[WHAT NEEDS TO BE DONE] Please update the listing from the line containing "dark wood island" through the end of the listing, and give those lines again with "stainless steel" changed to "brushed steel" and nothing else altered.
----------
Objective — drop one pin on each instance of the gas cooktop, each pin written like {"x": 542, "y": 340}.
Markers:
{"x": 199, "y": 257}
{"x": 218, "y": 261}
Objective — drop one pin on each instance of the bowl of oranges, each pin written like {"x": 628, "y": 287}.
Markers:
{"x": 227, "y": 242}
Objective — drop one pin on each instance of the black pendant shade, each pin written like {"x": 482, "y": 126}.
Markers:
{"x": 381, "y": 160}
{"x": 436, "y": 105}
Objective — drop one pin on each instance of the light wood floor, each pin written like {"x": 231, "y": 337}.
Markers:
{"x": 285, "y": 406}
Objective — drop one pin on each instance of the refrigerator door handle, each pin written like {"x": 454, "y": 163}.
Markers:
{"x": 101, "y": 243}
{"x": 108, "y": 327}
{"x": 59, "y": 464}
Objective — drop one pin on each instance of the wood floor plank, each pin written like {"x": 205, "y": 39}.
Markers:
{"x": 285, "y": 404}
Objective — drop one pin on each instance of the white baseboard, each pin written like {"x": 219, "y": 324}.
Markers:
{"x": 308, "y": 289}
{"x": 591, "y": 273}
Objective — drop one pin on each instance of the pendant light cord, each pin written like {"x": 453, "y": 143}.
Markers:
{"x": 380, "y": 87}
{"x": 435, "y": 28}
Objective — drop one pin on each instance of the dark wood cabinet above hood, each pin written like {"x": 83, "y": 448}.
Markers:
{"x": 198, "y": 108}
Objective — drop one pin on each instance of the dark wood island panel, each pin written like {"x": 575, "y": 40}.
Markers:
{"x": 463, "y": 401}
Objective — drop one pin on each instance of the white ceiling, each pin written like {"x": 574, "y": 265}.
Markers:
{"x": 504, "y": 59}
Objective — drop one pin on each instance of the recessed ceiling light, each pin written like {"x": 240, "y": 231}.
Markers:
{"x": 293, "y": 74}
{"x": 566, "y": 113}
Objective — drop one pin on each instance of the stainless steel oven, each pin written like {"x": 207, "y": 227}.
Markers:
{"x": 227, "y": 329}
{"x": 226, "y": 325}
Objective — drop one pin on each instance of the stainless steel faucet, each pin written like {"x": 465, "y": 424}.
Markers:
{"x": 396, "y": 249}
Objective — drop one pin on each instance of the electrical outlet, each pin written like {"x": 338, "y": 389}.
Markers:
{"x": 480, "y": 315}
----------
[ANSWER BELOW]
Objective — drop one pin on each instance of the dark wood island panel, each pin written like {"x": 575, "y": 40}.
Markers:
{"x": 463, "y": 401}
Objective — drop one pin on each instance of the white ceiling, each pin written like {"x": 574, "y": 265}.
Markers:
{"x": 504, "y": 59}
Objective — drop one pin on each instance of the recessed ceiling light, each pin written like {"x": 240, "y": 231}.
Markers:
{"x": 293, "y": 74}
{"x": 566, "y": 113}
Objective — drop one pin on each instance of the brushed steel oven, each pin written like {"x": 207, "y": 227}.
Markers:
{"x": 227, "y": 329}
{"x": 226, "y": 325}
Objective — drop one pin on each instance of the brushed steel faucet, each pin written like {"x": 465, "y": 424}.
Markers:
{"x": 396, "y": 249}
Objective — drop one pin on each instance of the electrical outlet, each pin written like {"x": 338, "y": 389}.
Markers:
{"x": 480, "y": 315}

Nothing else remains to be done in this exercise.